__WORK ITEM__. The copy you give must match the records exactly, except that it holds no images.

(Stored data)

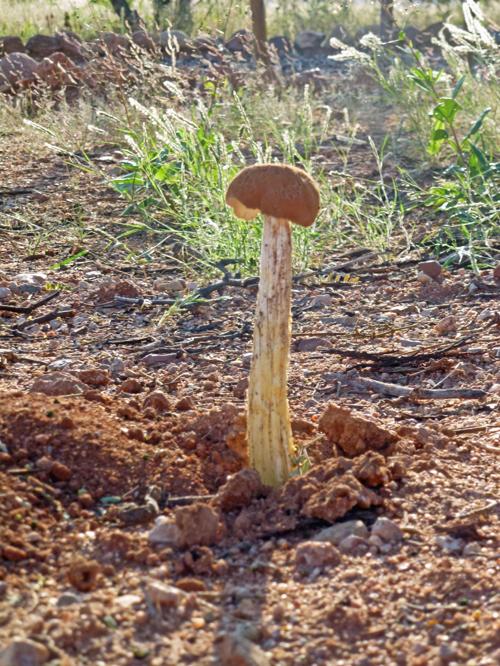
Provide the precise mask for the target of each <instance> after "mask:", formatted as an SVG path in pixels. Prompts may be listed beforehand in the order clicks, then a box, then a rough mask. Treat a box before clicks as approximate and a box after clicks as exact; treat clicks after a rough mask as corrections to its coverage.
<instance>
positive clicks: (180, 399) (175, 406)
mask: <svg viewBox="0 0 500 666" xmlns="http://www.w3.org/2000/svg"><path fill="white" fill-rule="evenodd" d="M175 409H176V410H177V411H178V412H189V411H190V410H191V409H194V400H193V398H192V397H191V396H190V395H185V396H184V397H182V398H181V399H180V400H178V401H177V402H176V403H175Z"/></svg>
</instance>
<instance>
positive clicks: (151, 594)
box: [144, 580, 186, 608]
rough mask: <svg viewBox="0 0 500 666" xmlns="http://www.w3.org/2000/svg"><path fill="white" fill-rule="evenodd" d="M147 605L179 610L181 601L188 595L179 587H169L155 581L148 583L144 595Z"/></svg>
mask: <svg viewBox="0 0 500 666" xmlns="http://www.w3.org/2000/svg"><path fill="white" fill-rule="evenodd" d="M144 596H145V599H146V603H149V604H152V605H153V606H155V607H159V606H160V607H161V606H166V607H169V608H177V607H178V606H179V604H180V603H181V601H182V600H183V599H185V597H186V594H185V592H183V591H182V590H179V588H178V587H174V586H173V585H167V583H162V582H161V581H159V580H153V581H150V582H149V583H147V585H146V590H145V593H144Z"/></svg>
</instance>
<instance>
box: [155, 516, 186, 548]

__RESPONSE TO THIS EXERCISE__.
Provide the precise mask for the target of each <instance> after "mask:", formatted as an SVG path in pixels. Prompts may be listed beforehand in the order clicks, then a box, then a rough mask. Treat a box before clicks as approximate and a box after clicks as exact; treat clicks after a rough mask as corrections to its coverage.
<instance>
positive clicks: (180, 399) (175, 406)
mask: <svg viewBox="0 0 500 666" xmlns="http://www.w3.org/2000/svg"><path fill="white" fill-rule="evenodd" d="M175 409H176V410H177V411H178V412H189V411H190V410H191V409H194V400H193V398H192V397H191V396H190V395H185V396H184V397H182V398H181V399H180V400H178V401H177V402H176V403H175Z"/></svg>
</instance>
<instance>
positive clicks: (151, 594)
box: [144, 580, 186, 608]
rough mask: <svg viewBox="0 0 500 666" xmlns="http://www.w3.org/2000/svg"><path fill="white" fill-rule="evenodd" d="M147 605L179 610L181 601L188 595L179 587H169L155 581L148 583L144 595Z"/></svg>
mask: <svg viewBox="0 0 500 666" xmlns="http://www.w3.org/2000/svg"><path fill="white" fill-rule="evenodd" d="M144 596H145V599H146V603H149V604H152V605H153V606H155V607H159V606H160V607H161V606H166V607H169V608H177V607H178V606H179V604H180V603H181V601H182V600H183V599H185V597H186V594H185V592H183V591H182V590H179V588H178V587H174V586H173V585H167V583H162V582H161V581H159V580H153V581H150V582H149V583H147V585H146V590H145V593H144Z"/></svg>
</instance>
<instance>
box: [155, 516, 186, 548]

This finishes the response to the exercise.